There was mostly good US economic data once more. Productivity jumped sharply by 4.3%. ISM Services moved back above 50 at 50.6. Same store sales were lower but not recessionary. Jobless claims bounced to 444K but they are still trending sideways now.
That is solid overall and with the other data improving you would expect the market to be leading higher. Yet it is not as the summer rally, never really that strong, rolled over. Bond yields are low and heading lower (2.18% 2 year, 3.63% 10 year on Thursday, dropping 5 basis points) even as economic data strengthened. Something has kept them low and heading lower after bouncing higher when the Fed looked to get the credit issues under control with its lending facilities. That has gone by the wayside now. Was this drop what they were pricing in or is there something else out there that is influencing this drop?
Bill Gross was giving his insight on that issue Thursday. He indicated that a big financial bailout was needed now or there would be, as GOP VP nominee often (too often?) says, a world of hurt. In other words a bailout was needed or there would be risk of a serious failure in the financial system. He also said the markets were deleveraging and thus all commodities, stocks and real estate was heading lower. He even said he was walking away from US financial debt offerings, including that from Wells Fargo, considered one of the 'safe' banks in the US.
Hard to be happy about that and indeed it wasn't. It is worrisome Gross is so worried about even such supposedly solid institutions. Is this the fear the bond market is showing, i.e. the surprise failure of some major financial institutions? Could very well be. The past few months the Fed has been deciding just which and how many banks could or should fail if things get bad. Now it is not saying they are that bad, but instead contingency planning.
_ _ _
Prompt 1: In the rows, substitute "pin" for "marker" in the lines from the line with "Objective — drop a marker on each instance of the distant" up to and including the line with "[[512, 75]]", and give back only those lines, otherwise unchanged.
The text and the rows below have nothing to do with each other.
_ _ _
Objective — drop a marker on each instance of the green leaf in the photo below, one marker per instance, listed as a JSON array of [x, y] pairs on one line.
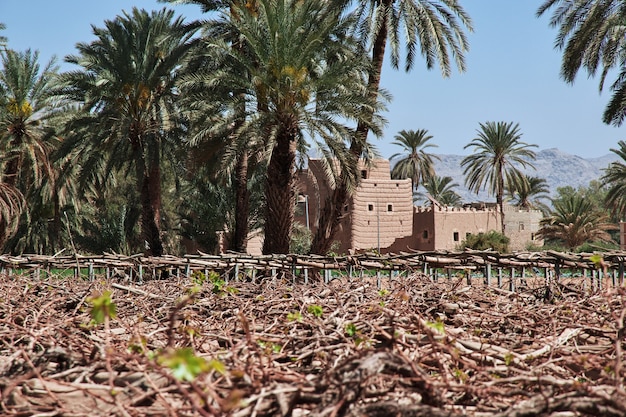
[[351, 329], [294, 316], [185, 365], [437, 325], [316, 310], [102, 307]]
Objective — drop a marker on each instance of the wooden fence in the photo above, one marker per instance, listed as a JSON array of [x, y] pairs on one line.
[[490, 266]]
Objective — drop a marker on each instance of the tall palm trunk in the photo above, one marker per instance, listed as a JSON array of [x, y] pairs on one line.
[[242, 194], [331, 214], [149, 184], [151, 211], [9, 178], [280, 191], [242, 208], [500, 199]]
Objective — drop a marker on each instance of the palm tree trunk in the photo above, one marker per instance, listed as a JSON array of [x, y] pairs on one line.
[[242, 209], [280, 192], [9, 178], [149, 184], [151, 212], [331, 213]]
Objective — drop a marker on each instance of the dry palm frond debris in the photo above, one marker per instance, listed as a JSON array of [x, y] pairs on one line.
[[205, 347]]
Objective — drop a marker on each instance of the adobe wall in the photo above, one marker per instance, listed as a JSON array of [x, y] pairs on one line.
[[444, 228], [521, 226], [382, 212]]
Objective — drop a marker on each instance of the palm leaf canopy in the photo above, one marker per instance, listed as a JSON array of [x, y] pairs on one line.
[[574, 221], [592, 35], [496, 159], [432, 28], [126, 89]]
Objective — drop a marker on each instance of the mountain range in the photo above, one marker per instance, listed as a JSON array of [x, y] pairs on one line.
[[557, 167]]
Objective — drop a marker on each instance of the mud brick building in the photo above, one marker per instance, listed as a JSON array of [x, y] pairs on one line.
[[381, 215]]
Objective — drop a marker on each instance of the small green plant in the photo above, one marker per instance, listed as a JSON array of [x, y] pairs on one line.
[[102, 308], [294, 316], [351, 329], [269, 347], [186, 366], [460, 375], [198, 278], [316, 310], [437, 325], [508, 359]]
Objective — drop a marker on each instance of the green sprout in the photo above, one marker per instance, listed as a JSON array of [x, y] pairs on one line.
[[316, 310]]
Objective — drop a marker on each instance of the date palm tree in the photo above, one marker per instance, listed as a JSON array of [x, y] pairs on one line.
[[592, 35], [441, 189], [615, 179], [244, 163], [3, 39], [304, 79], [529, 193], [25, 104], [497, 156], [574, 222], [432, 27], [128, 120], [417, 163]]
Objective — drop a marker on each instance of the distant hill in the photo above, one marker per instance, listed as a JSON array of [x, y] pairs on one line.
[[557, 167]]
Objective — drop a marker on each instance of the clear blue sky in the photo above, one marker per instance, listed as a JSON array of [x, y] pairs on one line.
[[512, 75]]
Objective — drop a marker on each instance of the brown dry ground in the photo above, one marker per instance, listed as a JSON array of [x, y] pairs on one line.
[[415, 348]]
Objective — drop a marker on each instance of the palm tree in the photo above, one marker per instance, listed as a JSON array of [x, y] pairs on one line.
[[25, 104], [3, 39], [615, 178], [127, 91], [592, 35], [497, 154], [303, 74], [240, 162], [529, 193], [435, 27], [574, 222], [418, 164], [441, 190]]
_ _ _
Prompt 2: Condense the paragraph of the market commentary that begins "Bill Gross was giving his insight" into a short bulleted list that keeps its main facts.

Expected answer 1:
Objective — drop a pin on each instance of the distant hill in the photo above, one pin per instance, listed as a JSON array of [x, y] pairs on one line.
[[557, 167]]
Objective — drop a pin on each instance of the clear blue sky in the photo above, one pin per instance, listed as a JSON array of [x, y] pairs on one line.
[[512, 75]]

Expected answer 2:
- On Thursday, Bill Gross said a big financial bailout was needed now, or the financial system risked a serious failure.
- He said the markets were deleveraging, so commodities, stocks and real estate were all heading lower.
- He was walking away from US financial debt offerings, including Wells Fargo's, even though it is considered one of the "safe" banks in the US.